> [Extrait du document]:

En 1862, l’une des conséquences de la guerre de Sécession fut la hausse brutale des prix du coton, ce qui donna à l’écossais William Stewart l’idée d’en planter sur la Terre Eugénie à Atimaono, Tahiti.

Aidé par son beau-frère, le financier portugais, Auguste Soares, il fonde la Polynesian Plantation Company à laquelle devait succéder en 1863, la Tahiti Cotton and Coffee Plantation Company, au capital de 100 000 livres sterlings. A partir de 1864, Stewart se rend rapidement acquéreur par petits lots de toutes les terres d’Atimaono, situées entre les rivières Taharuu et Vaitotoa, du PK 36 au PK 43, de la mer à la montagne. 3 950 ha env. dont 1 450 ha étaient cultivables.

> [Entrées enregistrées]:
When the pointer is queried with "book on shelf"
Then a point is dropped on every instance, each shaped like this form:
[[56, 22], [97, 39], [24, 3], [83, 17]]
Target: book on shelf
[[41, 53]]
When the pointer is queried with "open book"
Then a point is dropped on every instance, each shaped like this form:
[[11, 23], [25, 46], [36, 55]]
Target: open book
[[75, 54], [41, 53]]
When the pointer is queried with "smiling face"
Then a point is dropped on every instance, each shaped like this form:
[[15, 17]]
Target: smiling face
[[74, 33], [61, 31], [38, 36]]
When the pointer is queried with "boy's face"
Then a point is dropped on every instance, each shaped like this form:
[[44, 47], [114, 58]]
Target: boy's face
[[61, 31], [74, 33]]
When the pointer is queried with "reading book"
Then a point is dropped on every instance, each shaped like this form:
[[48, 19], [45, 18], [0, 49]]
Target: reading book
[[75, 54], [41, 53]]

> [Exercices proposés]:
1. D'après l'extrait sur Atimaono, les affirmations suivantes sont-elles exactes ? (a) William Stewart était écossais. (b) La Tahiti Cotton and Coffee Plantation Company a précédé la Polynesian Plantation Company. (c) Toutes les terres d'Atimaono étaient cultivables. Répondez par oui ou non et citez les mots du texte qui le montrent.
2. Recopiez un passage de l'extrait sur Atimaono : commencez aux mots « Aidé par son » et arrêtez-vous après « ha étaient cultivables. ».

> [Corrigés détaillés]:
1.
(a) Oui : « l’écossais William Stewart ».
(b) Non : « la Polynesian Plantation Company à laquelle devait succéder en 1863, la Tahiti Cotton and Coffee Plantation Company ».
(c) Non : « 3 950 ha env. dont 1 450 ha étaient cultivables. »

2.
Aidé par son beau-frère, le financier portugais, Auguste Soares, il fonde la Polynesian Plantation Company à laquelle devait succéder en 1863, la Tahiti Cotton and Coffee Plantation Company, au capital de 100 000 livres sterlings. A partir de 1864, Stewart se rend rapidement acquéreur par petits lots de toutes les terres d’Atimaono, situées entre les rivières Taharuu et Vaitotoa, du PK 36 au PK 43, de la mer à la montagne. 3 950 ha env. dont 1 450 ha étaient cultivables.